_Document passage_.
________________________________________
NORTH CAROLINA COURT OF APPEALS

Filed: 18 September 2007

STATE OF NORTH CAROLINA,

v .                         Edgecombe County
                            No. 05 CRS 53063
JERMEL HARDY,
        Defendant.

    Appeal by defendant from judgment dated 25 July 2006 by Judge W. Russell Duke, Jr. in Edgecombe County Superior Court. Heard in the Court of Appeals 21 August 2007.

    Attorney General Roy Cooper, by Assistant Attorney General Elizabeth L. Oxley, for the State.

    Crumpler, Freedman, Parker, & Witt, by Vincent F. Rabil, for defendant-appellant.

    BRYANT, Judge.

    Jermel Hardy (defendant) appeals from a judgment dated 25 July 2006 and entered consistent with a jury verdict finding him guilty of sexual activity by a custodian as defined in N.C. Gen. Stat. § 14-27.7(a) (2005). For the reasons stated herein, we find defendant received a fair trial, free from error.

Facts and Procedural History

    On 6 March 2006, the Edgecombe County Grand Jury returned an indictment charging defendant with “Sex Offense Institution” in violation of N.C. Gen. Stat. § 14-27.7(a). Defendant was tried before a jury on 25 July 2006 before the Honorable W. Russell Duke, Jr. At trial the evidence tended to show that Officer BradyAbrams, of the Edgecombe County Sheriff's Office, began an investigation into a possible “forcible rape” involving defendant. Officer Abrams spoke with Jimmy Horton, the Superintendent of the Fountain Correctional Center in Rocky Mount, North Carolina. Horton informed Officer Abrams that Telisa Chapman (the victim), an inmate, claimed defendant forced her to have sex against her will.
    During the course of the investigation, Officer Abrams began to suspect that the incident was consensual and did not involve rape. Officer Abrams interviewed defendant several times and defendant gave a voluntary statement, admitting defendant had engaged in vaginal intercourse with the victim. Both defendant and the victim testified at trial and admitted they had sex.
    The jury subsequently returned its verdict finding defendant “[g]uilty of engaging in vaginal intercourse with Telisa Chapman, a person [over] whom his employer had assumed custody.” The trial court entered its judgment, consistent with the jury verdict, sentencing defendant in the presumptive range to twenty-nine to forty-four months imprisonment with the North Carolina Department of Correction. Defendant appeals.
_________________________

    Defendant raises the issues of whether the trial court erred by: (I) allowing a law enforcement officer to testify about the victim's statements regarding defendant; (II) allowing testimony as to defendant's state of mind upon hearing the accusations against him; (III) allowing the admission of testimony concerning polygraph tests; (IV) not dismissing the charge of vaginal intercourse by acustodian for insufficiency of the evidence to prove each and every element of the offense; (V) failing to dismiss the charges against defendant “for insufficient evidence to prove corpus delecti of vaginal intercourse with an inmate aliunde defendant's unsworn statement”; (VI) failing to dismiss the charges because the indictment charging defendant was deficient and did not confer jurisdiction on the trial court; (VII) allowing a witness to give speculative testimony; and (VIII) sentencing defendant at the highest end of the presumptive range without finding or weighing mitigating factors.
________________________________________
_Raw records_.
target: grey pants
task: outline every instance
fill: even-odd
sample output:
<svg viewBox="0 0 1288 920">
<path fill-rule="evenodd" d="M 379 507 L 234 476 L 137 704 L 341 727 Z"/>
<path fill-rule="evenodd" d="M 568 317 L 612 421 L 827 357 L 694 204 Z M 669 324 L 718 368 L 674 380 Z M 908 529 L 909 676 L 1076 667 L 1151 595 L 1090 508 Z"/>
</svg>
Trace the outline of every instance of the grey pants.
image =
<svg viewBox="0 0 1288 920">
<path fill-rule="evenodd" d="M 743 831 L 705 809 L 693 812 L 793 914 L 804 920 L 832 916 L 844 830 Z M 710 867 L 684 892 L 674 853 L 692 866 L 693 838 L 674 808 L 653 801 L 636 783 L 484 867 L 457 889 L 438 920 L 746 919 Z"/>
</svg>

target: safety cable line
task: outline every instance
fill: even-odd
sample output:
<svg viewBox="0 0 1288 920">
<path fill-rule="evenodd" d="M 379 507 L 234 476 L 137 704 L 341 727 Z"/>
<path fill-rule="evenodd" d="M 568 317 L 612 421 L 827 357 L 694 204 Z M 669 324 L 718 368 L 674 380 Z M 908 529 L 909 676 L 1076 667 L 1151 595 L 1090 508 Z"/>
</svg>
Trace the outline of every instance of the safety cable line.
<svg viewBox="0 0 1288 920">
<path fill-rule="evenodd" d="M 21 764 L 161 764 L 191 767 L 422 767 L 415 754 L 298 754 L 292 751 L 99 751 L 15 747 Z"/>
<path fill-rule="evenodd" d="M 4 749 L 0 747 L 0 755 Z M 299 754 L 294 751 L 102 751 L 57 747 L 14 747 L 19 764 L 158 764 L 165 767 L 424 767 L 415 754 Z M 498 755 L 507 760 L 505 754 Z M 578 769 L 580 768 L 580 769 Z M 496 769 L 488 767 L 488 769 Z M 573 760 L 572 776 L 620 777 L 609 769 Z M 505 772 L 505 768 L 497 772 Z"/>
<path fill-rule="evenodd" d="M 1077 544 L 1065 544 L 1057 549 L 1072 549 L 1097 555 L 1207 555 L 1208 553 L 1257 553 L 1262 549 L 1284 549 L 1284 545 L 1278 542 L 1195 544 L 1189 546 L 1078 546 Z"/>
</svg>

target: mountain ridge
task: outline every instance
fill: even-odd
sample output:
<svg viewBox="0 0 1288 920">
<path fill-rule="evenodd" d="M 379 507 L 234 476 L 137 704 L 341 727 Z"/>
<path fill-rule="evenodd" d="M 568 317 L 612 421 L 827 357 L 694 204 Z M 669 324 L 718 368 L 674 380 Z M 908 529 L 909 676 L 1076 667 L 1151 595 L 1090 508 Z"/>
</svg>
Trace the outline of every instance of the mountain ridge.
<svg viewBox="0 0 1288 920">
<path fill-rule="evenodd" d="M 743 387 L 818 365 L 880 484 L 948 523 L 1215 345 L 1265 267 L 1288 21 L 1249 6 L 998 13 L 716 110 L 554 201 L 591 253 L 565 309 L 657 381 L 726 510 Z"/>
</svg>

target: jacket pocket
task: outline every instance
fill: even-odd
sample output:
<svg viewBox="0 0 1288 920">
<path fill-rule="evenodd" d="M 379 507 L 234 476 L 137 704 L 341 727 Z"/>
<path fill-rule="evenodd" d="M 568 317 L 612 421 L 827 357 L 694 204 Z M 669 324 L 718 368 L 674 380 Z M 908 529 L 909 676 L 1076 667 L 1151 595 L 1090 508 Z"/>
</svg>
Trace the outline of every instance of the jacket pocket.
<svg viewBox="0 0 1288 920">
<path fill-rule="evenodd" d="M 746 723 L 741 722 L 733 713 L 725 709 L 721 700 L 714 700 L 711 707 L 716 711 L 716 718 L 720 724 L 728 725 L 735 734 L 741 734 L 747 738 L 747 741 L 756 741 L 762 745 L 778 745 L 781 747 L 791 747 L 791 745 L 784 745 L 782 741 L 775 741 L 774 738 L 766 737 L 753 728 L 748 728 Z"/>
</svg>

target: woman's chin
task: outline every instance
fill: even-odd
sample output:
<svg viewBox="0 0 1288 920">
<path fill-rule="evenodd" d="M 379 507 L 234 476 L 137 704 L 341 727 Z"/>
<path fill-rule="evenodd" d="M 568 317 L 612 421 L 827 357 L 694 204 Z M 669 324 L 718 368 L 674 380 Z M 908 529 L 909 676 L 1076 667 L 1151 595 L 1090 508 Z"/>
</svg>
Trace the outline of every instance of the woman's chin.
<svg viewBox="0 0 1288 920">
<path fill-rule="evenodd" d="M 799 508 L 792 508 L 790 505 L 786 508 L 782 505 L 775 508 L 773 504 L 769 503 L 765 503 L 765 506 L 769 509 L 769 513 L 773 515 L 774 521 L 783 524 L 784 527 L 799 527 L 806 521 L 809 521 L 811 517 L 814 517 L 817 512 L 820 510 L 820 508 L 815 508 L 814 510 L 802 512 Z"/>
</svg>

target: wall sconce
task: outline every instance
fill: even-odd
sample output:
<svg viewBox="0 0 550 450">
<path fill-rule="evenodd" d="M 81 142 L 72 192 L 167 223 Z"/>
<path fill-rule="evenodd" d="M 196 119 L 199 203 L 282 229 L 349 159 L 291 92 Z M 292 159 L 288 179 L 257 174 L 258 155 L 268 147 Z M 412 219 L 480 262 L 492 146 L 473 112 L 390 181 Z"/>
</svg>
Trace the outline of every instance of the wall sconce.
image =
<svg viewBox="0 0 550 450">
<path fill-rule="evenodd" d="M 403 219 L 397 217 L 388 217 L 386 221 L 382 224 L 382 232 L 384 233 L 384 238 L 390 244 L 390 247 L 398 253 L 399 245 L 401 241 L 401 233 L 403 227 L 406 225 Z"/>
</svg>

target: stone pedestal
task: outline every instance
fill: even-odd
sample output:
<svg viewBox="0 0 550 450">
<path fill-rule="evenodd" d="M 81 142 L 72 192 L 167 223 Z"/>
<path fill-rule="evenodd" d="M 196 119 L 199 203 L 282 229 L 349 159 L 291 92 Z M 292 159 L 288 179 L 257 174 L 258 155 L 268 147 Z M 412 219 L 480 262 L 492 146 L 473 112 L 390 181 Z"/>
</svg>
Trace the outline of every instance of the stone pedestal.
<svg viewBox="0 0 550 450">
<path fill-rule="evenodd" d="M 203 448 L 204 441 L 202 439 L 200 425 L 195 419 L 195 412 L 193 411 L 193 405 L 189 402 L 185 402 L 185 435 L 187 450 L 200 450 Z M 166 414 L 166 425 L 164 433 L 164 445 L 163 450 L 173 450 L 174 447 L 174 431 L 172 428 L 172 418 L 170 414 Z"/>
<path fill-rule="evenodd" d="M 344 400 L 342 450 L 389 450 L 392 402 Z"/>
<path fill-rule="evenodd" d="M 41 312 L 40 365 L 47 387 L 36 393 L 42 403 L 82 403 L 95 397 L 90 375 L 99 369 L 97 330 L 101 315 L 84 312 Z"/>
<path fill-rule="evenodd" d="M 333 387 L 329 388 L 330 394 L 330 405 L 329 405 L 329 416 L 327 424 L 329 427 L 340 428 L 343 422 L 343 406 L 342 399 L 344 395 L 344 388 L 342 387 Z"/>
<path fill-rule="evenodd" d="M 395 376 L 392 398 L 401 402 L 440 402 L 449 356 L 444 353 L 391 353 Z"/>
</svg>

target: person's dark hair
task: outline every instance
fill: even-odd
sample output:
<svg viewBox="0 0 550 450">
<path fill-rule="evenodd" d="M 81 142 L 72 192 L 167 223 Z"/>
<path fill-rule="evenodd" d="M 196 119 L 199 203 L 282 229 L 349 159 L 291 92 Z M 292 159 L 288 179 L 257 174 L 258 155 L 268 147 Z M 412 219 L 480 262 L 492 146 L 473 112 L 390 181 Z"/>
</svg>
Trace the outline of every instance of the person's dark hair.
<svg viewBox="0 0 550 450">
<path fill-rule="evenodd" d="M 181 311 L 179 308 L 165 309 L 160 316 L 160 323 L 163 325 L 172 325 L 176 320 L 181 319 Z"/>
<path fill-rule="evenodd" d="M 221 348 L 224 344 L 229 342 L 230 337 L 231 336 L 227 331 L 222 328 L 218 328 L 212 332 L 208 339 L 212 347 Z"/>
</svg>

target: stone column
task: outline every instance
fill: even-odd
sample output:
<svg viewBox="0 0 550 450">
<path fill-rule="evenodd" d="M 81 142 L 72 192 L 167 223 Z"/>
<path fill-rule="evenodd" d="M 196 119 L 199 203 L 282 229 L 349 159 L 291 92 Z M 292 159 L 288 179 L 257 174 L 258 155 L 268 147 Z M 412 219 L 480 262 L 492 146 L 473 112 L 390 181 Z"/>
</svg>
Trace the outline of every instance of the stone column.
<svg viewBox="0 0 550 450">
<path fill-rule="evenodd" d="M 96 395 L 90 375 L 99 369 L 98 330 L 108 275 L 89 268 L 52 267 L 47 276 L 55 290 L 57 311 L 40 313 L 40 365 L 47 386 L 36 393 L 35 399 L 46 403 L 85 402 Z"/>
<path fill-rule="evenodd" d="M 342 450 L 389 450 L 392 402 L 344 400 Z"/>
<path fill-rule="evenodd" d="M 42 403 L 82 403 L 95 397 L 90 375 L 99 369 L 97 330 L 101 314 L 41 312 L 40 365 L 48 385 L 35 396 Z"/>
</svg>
________________________________________
_Exercises to complete_.
A. According to the court opinion, what sentence did the trial court impose on the defendant?
B. Report how many lines of the records contain the word "pants", with case counting. Give only the number.

_Solved problems_.
A. Twenty-nine to forty-four months of imprisonment with the North Carolina Department of Correction, in the presumptive range.

B. 2